--- begin AVAILABLE RECORDS ---
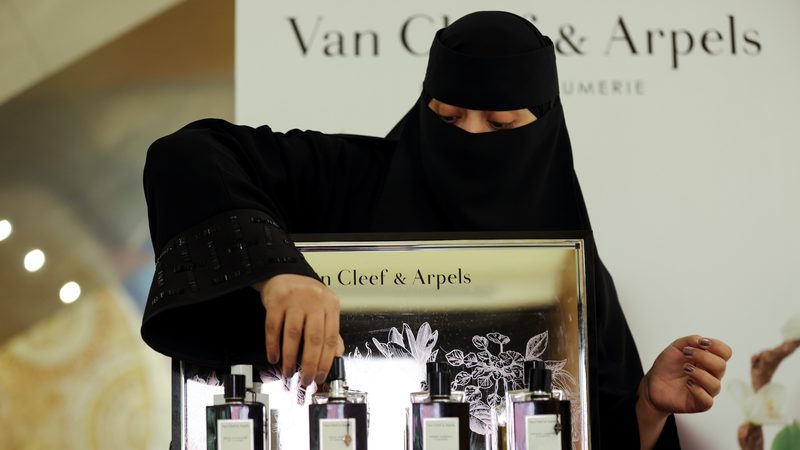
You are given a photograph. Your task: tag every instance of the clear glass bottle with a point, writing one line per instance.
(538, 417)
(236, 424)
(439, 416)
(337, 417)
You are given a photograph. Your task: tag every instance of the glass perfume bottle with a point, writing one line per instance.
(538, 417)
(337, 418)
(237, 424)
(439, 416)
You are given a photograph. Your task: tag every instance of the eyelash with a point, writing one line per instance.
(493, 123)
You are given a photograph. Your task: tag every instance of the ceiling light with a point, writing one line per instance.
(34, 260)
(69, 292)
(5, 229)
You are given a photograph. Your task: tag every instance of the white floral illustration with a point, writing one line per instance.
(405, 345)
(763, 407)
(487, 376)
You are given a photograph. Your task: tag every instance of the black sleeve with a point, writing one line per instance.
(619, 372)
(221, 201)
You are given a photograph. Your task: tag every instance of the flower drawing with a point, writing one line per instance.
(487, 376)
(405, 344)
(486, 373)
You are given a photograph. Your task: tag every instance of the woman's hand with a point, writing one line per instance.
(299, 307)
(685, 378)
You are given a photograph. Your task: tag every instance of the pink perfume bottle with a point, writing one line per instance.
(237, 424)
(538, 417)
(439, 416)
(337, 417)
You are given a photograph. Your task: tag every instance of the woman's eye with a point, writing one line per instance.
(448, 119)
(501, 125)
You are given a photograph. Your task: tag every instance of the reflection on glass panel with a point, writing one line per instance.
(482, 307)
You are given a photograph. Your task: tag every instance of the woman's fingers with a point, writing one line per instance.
--- end AVAILABLE RECORDS ---
--- begin AVAILABLE RECORDS ---
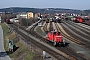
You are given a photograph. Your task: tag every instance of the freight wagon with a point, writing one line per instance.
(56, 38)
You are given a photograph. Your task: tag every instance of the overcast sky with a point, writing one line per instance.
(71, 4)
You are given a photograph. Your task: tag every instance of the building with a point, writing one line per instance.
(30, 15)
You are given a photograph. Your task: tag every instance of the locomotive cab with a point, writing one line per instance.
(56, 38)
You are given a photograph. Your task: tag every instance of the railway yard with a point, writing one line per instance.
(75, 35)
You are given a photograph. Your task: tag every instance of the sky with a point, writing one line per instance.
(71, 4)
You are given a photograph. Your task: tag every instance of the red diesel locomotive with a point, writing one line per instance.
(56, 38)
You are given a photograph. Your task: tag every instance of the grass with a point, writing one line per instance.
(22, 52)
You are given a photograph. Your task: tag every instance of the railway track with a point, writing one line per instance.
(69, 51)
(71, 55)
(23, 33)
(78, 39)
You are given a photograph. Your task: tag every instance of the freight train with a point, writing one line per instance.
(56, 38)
--- end AVAILABLE RECORDS ---
> TASK REQUIREMENTS:
Collect every line in the listing above that contains the word "glass", and copy each line in full.

> THE RESULT:
You are given a photograph. Your task: tag every instance of the clear glass bottle with a point, writing one line per instance.
You are given a photograph. Your task: tag every instance of the glass perfume bottle with a point, writing one line per instance.
You are given a photograph. Your task: tag every instance of the reflection on glass panel with a point, writing one line per instance.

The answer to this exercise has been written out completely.